WHAT YOU ARE ASKED TO DO> Convert the entries below into a two-column CSV headed "input" and "output", one row per entry. Put each entry's text and its answer in their own quoted fields, with line breaks replaced by spaces.

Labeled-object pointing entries
· · · ·

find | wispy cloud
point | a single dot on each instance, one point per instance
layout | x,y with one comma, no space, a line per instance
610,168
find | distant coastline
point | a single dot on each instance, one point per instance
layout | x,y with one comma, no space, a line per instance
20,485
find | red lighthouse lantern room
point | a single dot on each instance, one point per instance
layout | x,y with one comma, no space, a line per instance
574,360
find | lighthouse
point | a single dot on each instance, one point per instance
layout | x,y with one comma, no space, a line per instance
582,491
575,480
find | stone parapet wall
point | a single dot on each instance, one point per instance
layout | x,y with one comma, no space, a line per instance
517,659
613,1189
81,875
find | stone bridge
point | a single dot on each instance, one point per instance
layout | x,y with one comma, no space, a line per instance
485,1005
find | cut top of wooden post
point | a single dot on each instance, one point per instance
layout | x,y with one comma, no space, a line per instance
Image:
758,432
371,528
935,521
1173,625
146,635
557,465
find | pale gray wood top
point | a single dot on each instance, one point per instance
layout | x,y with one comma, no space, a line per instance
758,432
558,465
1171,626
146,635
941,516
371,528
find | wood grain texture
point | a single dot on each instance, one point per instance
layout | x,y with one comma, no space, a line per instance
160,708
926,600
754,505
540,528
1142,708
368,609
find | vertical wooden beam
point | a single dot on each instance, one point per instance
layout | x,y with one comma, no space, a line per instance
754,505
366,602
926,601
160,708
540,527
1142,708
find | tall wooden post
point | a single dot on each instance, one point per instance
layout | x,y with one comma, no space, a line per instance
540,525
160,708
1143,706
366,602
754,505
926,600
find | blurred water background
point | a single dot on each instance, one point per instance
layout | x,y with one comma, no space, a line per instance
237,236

· · · ·

RIGHT ANSWER>
input,output
"find | wispy cloud point | a single dot on each instance, one point per instance layout | x,y with one comma, no space, a line per instance","610,168"
"find | distant coastline point | a single dot on each instance, one point per instance layout | x,y with one comma, no space, a line per instance","20,485"
"find | red lighthouse lantern room point | a single dot on each instance, one point per instance layout | x,y with one comma, no space, a line per instance","574,360"
"find | lighthouse point | a single dot on each instance, one point per instance layout | x,y with one comma, no space, a line per instance","582,491 575,480"
"find | stone parapet wall point | a single dot on each instance, one point per instance layout | x,y with one comma, no space, a line per instance","517,659 613,1189 81,875"
"find | stone bridge point | a single dot on each instance, one point per instance layout | x,y with one comma, no space, a line per instance","485,1005"
"find | cut top of wooden post point | a single dot on each instance, one point per instance layout | x,y with one comma, no space, a line per instance Image:","758,432 371,528 935,521 1173,625 146,635 557,465"
"find | pale gray wood top point | a single dot on each instance, one point per instance layout | x,y with one comma, no space, a line per instance","758,432 558,465 1171,626 146,635 941,516 371,528"
"find | wood grain texture point | a single dot on each instance, one point per instance layout | x,y with one comma, no space, a line per instance","160,708 926,600 754,505 540,528 1142,708 368,609"
"find | vertical wooden beam point | a single dot on each instance, one point per instance layout | x,y with one comma, no space, a line per instance","754,505 366,602 926,601 160,708 540,527 1142,708"
"find | tall wooden post point | a single dot on each instance, one point per instance layout | x,y with one comma, no space, a line per instance","540,525 160,708 1143,706 366,602 754,505 926,600"
"find | blurred water background point | a single dot on each instance, one point per instance layout | x,y with one comma, no space, a line per instance","237,236"